→ **ZIEL**
Bearbeite alle Einträge so, dass jedes „Category“ durch „Class“ ersetzt wird, und gib die Zeilen ansonsten unverändert wieder. Lass die Bilder in deiner Antwort weg.

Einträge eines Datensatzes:
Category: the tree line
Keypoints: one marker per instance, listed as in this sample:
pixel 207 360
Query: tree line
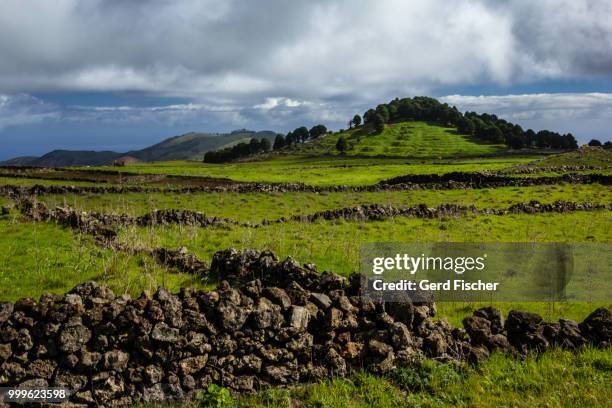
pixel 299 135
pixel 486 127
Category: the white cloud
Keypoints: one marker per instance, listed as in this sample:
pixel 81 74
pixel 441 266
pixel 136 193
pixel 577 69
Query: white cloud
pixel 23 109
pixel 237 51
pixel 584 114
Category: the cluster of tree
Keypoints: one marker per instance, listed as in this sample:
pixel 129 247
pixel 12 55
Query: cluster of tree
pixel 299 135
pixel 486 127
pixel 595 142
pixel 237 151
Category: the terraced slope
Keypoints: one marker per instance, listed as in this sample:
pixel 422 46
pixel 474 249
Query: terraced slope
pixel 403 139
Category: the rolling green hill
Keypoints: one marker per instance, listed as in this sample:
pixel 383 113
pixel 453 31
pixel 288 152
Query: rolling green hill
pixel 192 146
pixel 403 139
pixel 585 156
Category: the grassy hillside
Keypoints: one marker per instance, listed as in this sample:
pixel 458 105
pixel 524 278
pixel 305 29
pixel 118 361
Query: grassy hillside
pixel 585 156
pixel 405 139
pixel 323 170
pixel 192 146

→ **AUSGABE**
Class: the tree line
Keypoints: one marker per instance, listed as in this sample:
pixel 207 360
Query: tree line
pixel 299 135
pixel 486 127
Class: the white cloud
Keypoints: one marker per instance, listed as in this sample:
pixel 81 74
pixel 441 266
pixel 136 193
pixel 577 69
Query: white cloud
pixel 23 109
pixel 237 51
pixel 584 114
Class: the cluster of tree
Keypoints: one marker per instance, listed as in this sample:
pixel 129 247
pixel 12 55
Query: cluster of tree
pixel 299 135
pixel 486 127
pixel 595 142
pixel 237 151
Class: the terraced slope
Keypoints: one marker per instance, listed as in this sample:
pixel 422 46
pixel 474 249
Query: terraced slope
pixel 403 139
Class: the rolling green hill
Keypoints: one marker per instance, listed as in this sample:
pixel 383 113
pixel 453 31
pixel 288 152
Query: rolling green hill
pixel 192 146
pixel 403 139
pixel 585 156
Class: the grassy hillside
Keypoints: one marker per instance, listed as in this sample:
pixel 458 105
pixel 524 278
pixel 305 29
pixel 118 361
Query: grassy hillside
pixel 585 156
pixel 405 139
pixel 323 170
pixel 192 146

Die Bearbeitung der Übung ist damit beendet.